### SEÇÃO DE TEXTO
——
Trata-se, afinal, de uma medida impopular, pelo menos até fazer efeito, exatamente como aconteceu com o rodízio de veículos, de que ninguém gosta, mas sem o qual os congestionamentos seriam ainda mais insuportáveis. Nos últimos dias, inclusive, Branco passou a evitar o assunto. Procurado pela reportagem desde a manhã de segunda-feira, ele não respondeu até a tarde de quinta.

A estimativa entre especialistas é que cerca de 30% dos paulistanos deixariam o carro em casa se nossas ruas fossem pedagiadas. Roberto Scaringella, fundador da CET em 1976 e presidente do órgão em três ocasiões, sempre foi grande entusiasta do mecanismo, ao citar, por exemplo, as melhorias em transporte coletivo que poderiam ser feitas com a arrecadação. “Mas a medida tiraria votos e os executivos públicos se preocupam com isso. Por isso não consegui implantar a ideia nas minhas gestões”, admite. Um levantamento do Departamento de Pesquisa e Inteligência de Mercado da Abril Mídia com 3.458 motoristas de carro, em março, mostrou que 80% eram contrários ao pedágio.
——
### REGISTROS ARMAZENADOS

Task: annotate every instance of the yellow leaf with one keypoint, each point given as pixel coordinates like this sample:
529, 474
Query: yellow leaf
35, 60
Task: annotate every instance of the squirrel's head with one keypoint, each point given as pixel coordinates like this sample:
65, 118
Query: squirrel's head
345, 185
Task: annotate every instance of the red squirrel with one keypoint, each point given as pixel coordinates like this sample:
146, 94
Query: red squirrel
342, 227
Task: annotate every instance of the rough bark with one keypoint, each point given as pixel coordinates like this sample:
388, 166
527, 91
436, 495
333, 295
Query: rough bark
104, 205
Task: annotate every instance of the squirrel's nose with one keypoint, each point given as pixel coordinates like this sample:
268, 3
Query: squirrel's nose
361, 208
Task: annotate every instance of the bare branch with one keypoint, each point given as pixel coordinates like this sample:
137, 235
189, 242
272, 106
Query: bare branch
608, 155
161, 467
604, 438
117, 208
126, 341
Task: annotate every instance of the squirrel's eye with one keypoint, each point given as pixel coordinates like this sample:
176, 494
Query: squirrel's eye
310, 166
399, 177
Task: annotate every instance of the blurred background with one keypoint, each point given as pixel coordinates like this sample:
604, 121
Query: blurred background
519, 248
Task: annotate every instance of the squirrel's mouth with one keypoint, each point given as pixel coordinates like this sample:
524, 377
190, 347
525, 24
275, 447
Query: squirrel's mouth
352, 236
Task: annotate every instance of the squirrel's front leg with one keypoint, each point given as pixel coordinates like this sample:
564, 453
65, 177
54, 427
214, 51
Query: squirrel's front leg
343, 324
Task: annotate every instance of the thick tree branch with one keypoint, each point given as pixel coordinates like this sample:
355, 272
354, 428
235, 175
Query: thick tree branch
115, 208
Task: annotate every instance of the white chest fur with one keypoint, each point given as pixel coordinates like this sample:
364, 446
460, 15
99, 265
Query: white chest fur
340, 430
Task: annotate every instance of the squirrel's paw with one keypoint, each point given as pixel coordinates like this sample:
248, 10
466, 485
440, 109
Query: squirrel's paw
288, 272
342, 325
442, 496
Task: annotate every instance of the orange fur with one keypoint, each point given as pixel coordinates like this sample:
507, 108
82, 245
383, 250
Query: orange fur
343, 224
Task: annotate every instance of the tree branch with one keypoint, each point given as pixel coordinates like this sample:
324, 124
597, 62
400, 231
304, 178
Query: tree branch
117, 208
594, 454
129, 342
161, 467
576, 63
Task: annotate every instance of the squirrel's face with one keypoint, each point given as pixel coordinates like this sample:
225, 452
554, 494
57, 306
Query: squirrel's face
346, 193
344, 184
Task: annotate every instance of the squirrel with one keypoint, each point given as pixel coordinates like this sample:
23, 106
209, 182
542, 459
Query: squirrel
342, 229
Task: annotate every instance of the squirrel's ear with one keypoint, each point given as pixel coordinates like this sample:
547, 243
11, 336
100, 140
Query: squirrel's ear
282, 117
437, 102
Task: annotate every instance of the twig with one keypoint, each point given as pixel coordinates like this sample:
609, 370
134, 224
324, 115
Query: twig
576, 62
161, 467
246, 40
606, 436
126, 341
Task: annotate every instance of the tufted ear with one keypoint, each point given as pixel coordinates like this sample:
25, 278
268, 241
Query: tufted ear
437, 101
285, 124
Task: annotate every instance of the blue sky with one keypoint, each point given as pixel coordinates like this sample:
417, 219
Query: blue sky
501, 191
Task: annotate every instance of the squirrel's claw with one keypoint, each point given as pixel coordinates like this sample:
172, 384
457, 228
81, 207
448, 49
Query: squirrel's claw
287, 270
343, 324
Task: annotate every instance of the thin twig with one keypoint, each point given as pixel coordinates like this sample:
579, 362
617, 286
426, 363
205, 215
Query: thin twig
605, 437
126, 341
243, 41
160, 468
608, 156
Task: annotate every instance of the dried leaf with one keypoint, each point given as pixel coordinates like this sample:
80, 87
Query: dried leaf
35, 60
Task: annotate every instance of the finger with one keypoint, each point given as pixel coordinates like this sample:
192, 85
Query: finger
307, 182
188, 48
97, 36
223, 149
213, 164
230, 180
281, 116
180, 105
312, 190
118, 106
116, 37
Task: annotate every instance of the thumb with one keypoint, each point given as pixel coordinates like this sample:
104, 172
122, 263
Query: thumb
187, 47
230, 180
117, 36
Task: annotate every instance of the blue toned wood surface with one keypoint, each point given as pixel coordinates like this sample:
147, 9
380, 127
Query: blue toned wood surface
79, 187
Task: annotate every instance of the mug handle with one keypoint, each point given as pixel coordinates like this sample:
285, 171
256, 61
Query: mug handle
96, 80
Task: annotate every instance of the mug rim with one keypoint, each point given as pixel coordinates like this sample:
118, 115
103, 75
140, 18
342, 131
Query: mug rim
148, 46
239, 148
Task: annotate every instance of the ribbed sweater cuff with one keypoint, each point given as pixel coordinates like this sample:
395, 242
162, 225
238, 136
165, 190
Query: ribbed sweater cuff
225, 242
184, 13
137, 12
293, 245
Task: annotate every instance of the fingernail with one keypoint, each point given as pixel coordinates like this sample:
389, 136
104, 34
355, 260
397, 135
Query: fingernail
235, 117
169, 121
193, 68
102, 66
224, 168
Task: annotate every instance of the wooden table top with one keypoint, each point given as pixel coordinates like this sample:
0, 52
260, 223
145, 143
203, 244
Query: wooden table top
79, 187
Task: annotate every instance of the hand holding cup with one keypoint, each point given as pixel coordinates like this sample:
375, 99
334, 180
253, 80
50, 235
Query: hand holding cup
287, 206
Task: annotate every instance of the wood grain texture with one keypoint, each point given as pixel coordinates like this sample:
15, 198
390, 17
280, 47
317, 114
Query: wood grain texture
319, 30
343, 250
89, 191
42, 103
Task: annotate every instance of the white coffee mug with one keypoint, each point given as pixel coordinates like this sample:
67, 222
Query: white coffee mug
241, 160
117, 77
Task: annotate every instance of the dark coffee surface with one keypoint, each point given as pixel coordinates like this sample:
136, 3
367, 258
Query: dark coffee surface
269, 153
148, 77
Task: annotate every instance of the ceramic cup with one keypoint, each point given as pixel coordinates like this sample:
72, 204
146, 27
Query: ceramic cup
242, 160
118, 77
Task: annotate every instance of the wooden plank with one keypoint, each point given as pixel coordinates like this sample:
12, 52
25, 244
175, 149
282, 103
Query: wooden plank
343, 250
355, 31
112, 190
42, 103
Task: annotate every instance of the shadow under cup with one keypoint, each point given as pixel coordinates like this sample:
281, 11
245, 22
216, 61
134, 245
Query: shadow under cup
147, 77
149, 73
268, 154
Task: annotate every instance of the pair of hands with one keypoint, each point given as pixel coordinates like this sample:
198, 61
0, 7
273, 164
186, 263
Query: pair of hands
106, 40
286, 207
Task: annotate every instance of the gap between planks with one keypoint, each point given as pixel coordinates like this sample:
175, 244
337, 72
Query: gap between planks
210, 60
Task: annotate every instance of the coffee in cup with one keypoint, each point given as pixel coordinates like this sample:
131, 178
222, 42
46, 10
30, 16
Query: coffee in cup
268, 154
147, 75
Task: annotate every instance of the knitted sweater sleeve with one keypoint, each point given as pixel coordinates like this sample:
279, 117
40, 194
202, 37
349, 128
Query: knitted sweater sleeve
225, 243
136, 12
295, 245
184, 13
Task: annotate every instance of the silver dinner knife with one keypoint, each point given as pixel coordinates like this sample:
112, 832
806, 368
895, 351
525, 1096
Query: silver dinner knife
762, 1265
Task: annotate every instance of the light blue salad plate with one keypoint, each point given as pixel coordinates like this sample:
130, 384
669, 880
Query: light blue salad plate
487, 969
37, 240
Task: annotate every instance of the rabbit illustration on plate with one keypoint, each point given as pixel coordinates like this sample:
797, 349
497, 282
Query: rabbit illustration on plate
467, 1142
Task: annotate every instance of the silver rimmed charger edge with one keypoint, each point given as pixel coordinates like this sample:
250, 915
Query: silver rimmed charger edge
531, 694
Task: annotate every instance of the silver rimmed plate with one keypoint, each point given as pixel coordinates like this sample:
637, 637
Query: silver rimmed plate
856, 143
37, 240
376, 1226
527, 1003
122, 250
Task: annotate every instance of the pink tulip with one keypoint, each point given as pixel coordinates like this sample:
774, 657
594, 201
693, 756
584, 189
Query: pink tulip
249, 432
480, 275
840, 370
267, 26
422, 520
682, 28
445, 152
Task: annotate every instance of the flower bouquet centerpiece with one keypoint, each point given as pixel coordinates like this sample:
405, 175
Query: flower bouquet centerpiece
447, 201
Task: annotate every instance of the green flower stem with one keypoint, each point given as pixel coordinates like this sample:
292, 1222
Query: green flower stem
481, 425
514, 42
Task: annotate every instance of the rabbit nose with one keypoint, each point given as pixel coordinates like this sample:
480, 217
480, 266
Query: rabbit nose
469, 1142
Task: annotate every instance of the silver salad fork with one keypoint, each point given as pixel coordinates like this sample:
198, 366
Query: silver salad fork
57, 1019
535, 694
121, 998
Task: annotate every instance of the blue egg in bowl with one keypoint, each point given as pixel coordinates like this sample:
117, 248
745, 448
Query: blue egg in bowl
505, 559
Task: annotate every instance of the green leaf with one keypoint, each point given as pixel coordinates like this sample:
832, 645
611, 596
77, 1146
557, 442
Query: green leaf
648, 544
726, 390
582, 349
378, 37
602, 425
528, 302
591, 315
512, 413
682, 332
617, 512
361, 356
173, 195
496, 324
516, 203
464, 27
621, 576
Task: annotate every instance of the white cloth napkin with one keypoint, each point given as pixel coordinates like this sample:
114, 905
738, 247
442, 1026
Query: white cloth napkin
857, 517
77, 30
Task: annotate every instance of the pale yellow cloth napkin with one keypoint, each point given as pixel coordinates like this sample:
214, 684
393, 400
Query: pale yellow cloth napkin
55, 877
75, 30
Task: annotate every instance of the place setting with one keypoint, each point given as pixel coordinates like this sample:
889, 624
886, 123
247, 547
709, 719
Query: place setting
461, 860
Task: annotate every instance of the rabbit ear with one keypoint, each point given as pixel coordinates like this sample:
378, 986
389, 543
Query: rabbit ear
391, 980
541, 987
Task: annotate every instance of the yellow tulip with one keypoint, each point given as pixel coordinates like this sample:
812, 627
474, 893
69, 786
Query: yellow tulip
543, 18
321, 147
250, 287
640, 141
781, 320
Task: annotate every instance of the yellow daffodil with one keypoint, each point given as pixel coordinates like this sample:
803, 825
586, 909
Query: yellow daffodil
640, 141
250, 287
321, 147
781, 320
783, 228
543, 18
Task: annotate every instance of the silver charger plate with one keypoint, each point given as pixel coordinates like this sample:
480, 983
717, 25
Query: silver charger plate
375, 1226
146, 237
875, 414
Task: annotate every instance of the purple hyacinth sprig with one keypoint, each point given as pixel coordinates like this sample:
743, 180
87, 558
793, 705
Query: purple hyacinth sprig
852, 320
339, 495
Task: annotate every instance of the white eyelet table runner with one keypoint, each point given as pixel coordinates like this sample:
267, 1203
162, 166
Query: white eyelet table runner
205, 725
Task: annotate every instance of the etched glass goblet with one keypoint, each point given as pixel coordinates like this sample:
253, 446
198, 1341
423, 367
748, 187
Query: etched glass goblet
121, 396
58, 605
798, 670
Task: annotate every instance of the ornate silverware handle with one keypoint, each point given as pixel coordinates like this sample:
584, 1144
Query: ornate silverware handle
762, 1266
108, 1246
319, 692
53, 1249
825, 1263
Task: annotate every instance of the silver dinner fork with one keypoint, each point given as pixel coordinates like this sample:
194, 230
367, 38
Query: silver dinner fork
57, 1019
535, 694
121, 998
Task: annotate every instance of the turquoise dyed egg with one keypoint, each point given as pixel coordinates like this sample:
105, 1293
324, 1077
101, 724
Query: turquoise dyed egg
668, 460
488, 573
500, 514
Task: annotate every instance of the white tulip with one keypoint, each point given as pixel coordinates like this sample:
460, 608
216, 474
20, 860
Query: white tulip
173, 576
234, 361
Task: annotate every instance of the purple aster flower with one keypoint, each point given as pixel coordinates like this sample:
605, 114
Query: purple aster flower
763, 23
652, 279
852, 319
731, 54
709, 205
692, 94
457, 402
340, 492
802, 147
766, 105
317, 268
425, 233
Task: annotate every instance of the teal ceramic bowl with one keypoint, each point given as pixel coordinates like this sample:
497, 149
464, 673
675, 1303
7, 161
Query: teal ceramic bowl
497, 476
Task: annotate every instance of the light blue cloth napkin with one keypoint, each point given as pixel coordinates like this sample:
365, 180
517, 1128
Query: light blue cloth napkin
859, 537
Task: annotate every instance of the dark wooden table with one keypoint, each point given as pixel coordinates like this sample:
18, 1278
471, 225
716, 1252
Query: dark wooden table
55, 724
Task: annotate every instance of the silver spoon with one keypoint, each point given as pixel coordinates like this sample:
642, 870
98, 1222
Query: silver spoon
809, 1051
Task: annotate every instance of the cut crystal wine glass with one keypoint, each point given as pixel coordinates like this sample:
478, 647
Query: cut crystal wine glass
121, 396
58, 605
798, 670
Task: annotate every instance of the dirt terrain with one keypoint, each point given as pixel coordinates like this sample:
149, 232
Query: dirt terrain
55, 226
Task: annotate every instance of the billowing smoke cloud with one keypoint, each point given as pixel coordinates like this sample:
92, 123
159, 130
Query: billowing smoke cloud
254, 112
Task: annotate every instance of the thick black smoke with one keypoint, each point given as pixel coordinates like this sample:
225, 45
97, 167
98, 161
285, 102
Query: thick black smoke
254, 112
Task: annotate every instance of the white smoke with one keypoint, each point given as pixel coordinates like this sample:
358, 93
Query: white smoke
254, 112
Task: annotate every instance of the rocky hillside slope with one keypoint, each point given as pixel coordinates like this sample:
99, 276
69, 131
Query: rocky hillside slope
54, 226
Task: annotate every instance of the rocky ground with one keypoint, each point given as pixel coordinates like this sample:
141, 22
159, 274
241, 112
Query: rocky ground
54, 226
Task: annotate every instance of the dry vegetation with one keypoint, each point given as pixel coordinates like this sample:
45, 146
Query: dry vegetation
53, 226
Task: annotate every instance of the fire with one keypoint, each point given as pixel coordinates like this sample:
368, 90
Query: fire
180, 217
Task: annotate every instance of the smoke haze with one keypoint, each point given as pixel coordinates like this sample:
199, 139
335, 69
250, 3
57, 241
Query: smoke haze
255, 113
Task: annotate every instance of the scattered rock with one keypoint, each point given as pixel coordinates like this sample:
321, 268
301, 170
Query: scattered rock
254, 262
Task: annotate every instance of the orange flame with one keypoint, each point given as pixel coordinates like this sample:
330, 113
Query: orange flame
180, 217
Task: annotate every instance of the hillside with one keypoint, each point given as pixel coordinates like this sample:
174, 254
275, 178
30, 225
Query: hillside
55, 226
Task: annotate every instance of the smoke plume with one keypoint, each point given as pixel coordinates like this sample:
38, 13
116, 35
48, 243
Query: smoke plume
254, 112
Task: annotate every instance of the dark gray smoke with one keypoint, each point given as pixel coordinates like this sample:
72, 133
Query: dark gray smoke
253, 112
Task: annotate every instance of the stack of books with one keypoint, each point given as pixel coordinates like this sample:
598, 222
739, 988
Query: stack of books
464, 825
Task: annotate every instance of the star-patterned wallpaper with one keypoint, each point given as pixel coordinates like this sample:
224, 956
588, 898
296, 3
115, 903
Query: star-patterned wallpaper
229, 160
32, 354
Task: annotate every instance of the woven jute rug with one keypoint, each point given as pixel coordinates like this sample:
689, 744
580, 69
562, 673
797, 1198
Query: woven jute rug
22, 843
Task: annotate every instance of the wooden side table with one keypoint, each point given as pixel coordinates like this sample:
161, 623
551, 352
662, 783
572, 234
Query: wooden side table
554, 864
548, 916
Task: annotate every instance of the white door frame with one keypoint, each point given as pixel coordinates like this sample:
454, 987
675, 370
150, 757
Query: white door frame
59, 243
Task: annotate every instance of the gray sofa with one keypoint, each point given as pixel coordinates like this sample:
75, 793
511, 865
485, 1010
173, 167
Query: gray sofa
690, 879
——
### TAREFAS
a: Reproduza integralmente, sem nenhuma alteração, o texto sobre o pedágio urbano em São Paulo.
b: Selecione e copie cada linha dos registros em que aparece a palavra "background", diferenciando maiúsculas de minúsculas.
O texto e os registros são materiais independentes um do outro.

### RESPOSTAS POR TAREFA
a:
Trata-se, afinal, de uma medida impopular, pelo menos até fazer efeito, exatamente como aconteceu com o rodízio de veículos, de que ninguém gosta, mas sem o qual os congestionamentos seriam ainda mais insuportáveis. Nos últimos dias, inclusive, Branco passou a evitar o assunto. Procurado pela reportagem desde a manhã de segunda-feira, ele não respondeu até a tarde de quinta.

A estimativa entre especialistas é que cerca de 30% dos paulistanos deixariam o carro em casa se nossas ruas fossem pedagiadas. Roberto Scaringella, fundador da CET em 1976 e presidente do órgão em três ocasiões, sempre foi grande entusiasta do mecanismo, ao citar, por exemplo, as melhorias em transporte coletivo que poderiam ser feitas com a arrecadação. “Mas a medida tiraria votos e os executivos públicos se preocupam com isso. Por isso não consegui implantar a ideia nas minhas gestões”, admite. Um levantamento do Departamento de Pesquisa e Inteligência de Mercado da Abril Mídia com 3.458 motoristas de carro, em março, mostrou que 80% eram contrários ao pedágio.

b:
Task: annotate every instance of the blurred background with one keypoint, each point given as pixel coordinates like this sample:
Query: blurred background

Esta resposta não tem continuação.